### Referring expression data

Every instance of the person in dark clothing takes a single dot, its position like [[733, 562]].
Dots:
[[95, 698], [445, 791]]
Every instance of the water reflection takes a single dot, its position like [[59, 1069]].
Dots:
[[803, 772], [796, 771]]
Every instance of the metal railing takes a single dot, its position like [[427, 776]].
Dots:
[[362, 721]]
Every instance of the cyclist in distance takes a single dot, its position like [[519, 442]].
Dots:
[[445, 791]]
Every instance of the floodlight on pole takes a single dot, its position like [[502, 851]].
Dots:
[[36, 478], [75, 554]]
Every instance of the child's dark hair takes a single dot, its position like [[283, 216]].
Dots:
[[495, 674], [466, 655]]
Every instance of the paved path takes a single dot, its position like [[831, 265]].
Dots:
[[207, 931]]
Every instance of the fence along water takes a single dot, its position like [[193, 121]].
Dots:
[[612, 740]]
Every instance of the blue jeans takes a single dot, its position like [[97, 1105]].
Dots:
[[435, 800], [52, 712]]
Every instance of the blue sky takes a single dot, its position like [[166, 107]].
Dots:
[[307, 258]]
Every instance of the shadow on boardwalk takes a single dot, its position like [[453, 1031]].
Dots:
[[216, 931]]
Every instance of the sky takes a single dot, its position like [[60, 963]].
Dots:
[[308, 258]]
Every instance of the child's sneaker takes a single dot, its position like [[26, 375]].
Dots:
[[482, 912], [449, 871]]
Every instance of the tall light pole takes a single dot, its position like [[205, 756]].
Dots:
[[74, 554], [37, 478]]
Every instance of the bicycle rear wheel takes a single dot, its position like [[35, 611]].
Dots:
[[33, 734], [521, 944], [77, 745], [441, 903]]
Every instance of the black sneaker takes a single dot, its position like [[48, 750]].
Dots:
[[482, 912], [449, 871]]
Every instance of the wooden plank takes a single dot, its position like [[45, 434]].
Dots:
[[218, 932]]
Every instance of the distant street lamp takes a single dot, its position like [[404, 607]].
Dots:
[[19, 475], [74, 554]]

### Exercise
Above are the records; set each one down word for word.

### Your response
Every instance of the person in dark clothing takes a single dot, its position like [[733, 562]].
Dots:
[[95, 698], [445, 791]]
Every instance of the water reflection takes a single dot, its position like [[59, 1069]].
Dots:
[[803, 772], [796, 771]]
Every instance of the metal railing takes a single dot, its position like [[427, 776]].
Dots:
[[362, 721]]
Every instance of the cyclist in distance takes a single dot, its position like [[519, 442]].
Dots:
[[445, 791]]
Every instance of the floodlight on pole takes a single dot, its position like [[502, 851]].
Dots:
[[36, 478], [75, 554]]
Every instance of the child's dark hair takes a single dot, its position like [[283, 216]].
Dots:
[[495, 674], [466, 655]]
Every instance of the paved path takes a single dot, its position like [[831, 265]].
Dots:
[[207, 931]]
Every instance of the fence along water takes a single dot, its position like [[193, 121]].
Dots:
[[612, 740]]
Every instance of the blue jeans takes a single dot, its position like [[97, 1105]].
Dots:
[[435, 800], [52, 712]]
Every instance of the blue sky takes a single dot, its position like [[166, 107]].
Dots:
[[307, 258]]
Every instance of the shadow on boardwalk takes a single dot, its position like [[453, 1031]].
Dots:
[[216, 931]]
Every instance of the sky takes a single dot, its position like [[60, 963]].
Dots:
[[308, 258]]
Every instance of the child's sneaker takes a single dot, its position like [[26, 375]].
Dots:
[[482, 912], [449, 871]]
Every instance of the tall light pole takes a single dot, its position like [[205, 756]].
Dots:
[[74, 554], [37, 478]]
Every instance of the bicycle rear wheel takes a single dot, its position like [[35, 611]].
Dots:
[[33, 734], [521, 944], [77, 745], [441, 903]]
Every instance of the black sneaker takes a single dot, its position like [[48, 750]].
Dots:
[[482, 912], [449, 871]]
Every instance of the wooden plank takes a single dot, its position like [[45, 434]].
Dots:
[[218, 932]]
Every instance of the distant street lamp takes a single dot, its position like [[404, 607]].
Dots:
[[19, 475], [74, 554]]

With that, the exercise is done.